Your objective
Copy out the full forum reply on fitting tensortools models with a mask, unchanged.
[Selected excerpt Boundary: Start]
Now, to do this with tensortools you'll want to use the mask option that is available for most of the optimization methods. Here is a quick sketch:

tensor =   # ... this is your 3d data
mask = np.random.rand(tensor.shape) > .9  # Leave out ~10% of the data at random.

# Fit model.
result = ncp_hals(tensor, rank, mask=mask, ...)

# Compute residuals and training/test mean squared error.
sq_resids = (result.factors.full() - tensor) ** 2
test_mse = np.linalg.mean(sq_resids[mask])
train_mse = np.linalg.mean(sq_resids[~mask])

I didn't test that ^^^ out, so check it over and use with care.

However, even in the output of the refitting example that you provided, the skip_modes factors have slightly different values than their init values. Although similar, they are not actually being held constant. Presumably, this is because of the calls to U.rebalance in the ALS algorithms?

I think this is okay, because rebalance should just be rescaling the magnitude of the factors that are being skipped. The magnitude of the model factors is always arbitrary anyways --- I can divide the low-d factors along one mode of the tensor and then multiply by the same amount for one of the other factors.
[Selected excerpt Boundary: End]
[Information provided Boundary: Start]
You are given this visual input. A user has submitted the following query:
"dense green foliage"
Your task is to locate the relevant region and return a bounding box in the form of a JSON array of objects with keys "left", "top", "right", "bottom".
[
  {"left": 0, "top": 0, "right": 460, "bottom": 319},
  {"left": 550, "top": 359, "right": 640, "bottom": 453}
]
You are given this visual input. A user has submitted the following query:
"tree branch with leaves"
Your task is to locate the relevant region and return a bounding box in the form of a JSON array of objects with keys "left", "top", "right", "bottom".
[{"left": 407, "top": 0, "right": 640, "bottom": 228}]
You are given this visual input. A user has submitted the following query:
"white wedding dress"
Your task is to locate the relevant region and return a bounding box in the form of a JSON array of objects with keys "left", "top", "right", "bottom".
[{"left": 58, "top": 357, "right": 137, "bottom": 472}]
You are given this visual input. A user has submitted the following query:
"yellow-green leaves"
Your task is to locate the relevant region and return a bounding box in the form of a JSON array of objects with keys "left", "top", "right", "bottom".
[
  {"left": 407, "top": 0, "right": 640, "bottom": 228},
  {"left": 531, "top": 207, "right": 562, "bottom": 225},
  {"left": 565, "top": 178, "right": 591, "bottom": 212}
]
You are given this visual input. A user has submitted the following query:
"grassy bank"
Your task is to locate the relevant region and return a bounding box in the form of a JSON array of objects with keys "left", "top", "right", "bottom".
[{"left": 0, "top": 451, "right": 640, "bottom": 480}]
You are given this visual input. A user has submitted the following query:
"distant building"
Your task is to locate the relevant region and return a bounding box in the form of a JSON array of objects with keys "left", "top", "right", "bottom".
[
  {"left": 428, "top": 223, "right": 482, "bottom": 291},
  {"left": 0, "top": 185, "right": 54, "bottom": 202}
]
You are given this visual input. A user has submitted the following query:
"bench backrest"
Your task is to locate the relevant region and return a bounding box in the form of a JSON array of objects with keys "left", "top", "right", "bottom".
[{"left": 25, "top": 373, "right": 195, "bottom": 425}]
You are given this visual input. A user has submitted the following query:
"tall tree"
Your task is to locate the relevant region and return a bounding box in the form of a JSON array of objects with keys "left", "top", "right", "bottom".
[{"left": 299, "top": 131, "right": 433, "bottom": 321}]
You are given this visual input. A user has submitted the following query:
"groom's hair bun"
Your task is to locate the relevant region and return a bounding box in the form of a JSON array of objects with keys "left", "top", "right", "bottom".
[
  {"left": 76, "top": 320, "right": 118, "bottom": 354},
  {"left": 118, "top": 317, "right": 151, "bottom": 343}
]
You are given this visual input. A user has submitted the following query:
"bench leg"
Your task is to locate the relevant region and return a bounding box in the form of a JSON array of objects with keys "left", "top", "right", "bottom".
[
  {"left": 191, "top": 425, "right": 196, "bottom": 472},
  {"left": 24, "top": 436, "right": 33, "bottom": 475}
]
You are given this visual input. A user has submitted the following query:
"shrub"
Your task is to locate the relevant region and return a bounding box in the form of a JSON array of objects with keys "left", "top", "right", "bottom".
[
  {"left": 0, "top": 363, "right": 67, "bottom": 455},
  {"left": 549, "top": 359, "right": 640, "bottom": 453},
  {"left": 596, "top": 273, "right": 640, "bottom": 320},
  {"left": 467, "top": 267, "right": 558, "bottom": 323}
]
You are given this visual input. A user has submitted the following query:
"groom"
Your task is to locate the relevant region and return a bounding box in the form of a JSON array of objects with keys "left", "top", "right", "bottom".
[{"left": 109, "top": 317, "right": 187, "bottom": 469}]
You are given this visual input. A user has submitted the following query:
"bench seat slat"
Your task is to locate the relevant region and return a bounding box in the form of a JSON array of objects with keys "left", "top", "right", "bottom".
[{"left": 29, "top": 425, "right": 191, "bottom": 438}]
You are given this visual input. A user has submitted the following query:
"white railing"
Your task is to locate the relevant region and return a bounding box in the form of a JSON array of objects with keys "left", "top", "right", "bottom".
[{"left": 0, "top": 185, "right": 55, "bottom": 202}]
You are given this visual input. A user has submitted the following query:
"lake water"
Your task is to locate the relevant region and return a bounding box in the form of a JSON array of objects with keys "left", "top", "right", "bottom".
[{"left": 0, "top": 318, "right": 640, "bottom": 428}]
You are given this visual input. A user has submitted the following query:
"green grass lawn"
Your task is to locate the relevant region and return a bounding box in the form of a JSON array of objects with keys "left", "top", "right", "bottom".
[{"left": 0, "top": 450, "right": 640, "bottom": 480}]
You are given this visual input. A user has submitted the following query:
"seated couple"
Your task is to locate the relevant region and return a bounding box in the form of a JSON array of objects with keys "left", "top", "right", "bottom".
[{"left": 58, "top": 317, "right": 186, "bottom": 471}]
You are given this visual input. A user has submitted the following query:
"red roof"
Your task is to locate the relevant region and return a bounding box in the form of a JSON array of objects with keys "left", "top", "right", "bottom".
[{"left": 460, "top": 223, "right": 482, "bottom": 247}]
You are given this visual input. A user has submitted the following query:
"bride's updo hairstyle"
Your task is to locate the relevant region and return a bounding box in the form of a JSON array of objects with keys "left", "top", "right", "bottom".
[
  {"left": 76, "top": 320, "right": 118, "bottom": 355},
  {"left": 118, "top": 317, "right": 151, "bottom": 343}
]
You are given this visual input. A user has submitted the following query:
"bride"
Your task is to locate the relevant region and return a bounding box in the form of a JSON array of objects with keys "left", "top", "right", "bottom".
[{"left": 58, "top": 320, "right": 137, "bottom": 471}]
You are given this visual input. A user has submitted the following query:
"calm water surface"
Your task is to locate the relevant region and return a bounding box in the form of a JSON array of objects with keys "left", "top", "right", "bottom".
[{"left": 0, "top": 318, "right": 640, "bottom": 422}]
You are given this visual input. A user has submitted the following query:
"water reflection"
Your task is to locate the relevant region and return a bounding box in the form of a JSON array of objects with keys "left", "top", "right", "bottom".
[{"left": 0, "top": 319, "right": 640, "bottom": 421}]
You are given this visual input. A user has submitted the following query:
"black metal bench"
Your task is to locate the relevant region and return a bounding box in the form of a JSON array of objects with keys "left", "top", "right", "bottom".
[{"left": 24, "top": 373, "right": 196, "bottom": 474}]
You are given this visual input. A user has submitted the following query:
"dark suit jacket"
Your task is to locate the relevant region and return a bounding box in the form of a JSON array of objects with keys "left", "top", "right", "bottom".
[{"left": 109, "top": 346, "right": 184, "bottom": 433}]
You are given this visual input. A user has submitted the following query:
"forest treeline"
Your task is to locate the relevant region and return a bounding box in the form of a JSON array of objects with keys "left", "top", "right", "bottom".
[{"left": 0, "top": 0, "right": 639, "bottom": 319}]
[Information provided Boundary: End]
The answer
Now, to do this with tensortools you'll want to use the mask option that is available for most of the optimization methods. Here is a quick sketch:

tensor =   # ... this is your 3d data
mask = np.random.rand(tensor.shape) > .9  # Leave out ~10% of the data at random.

# Fit model.
result = ncp_hals(tensor, rank, mask=mask, ...)

# Compute residuals and training/test mean squared error.
sq_resids = (result.factors.full() - tensor) ** 2
test_mse = np.linalg.mean(sq_resids[mask])
train_mse = np.linalg.mean(sq_resids[~mask])

I didn't test that ^^^ out, so check it over and use with care.

However, even in the output of the refitting example that you provided, the skip_modes factors have slightly different values than their init values. Although similar, they are not actually being held constant. Presumably, this is because of the calls to U.rebalance in the ALS algorithms?

I think this is okay, because rebalance should just be rescaling the magnitude of the factors that are being skipped. The magnitude of the model factors is always arbitrary anyways --- I can divide the low-d factors along one mode of the tensor and then multiply by the same amount for one of the other factors.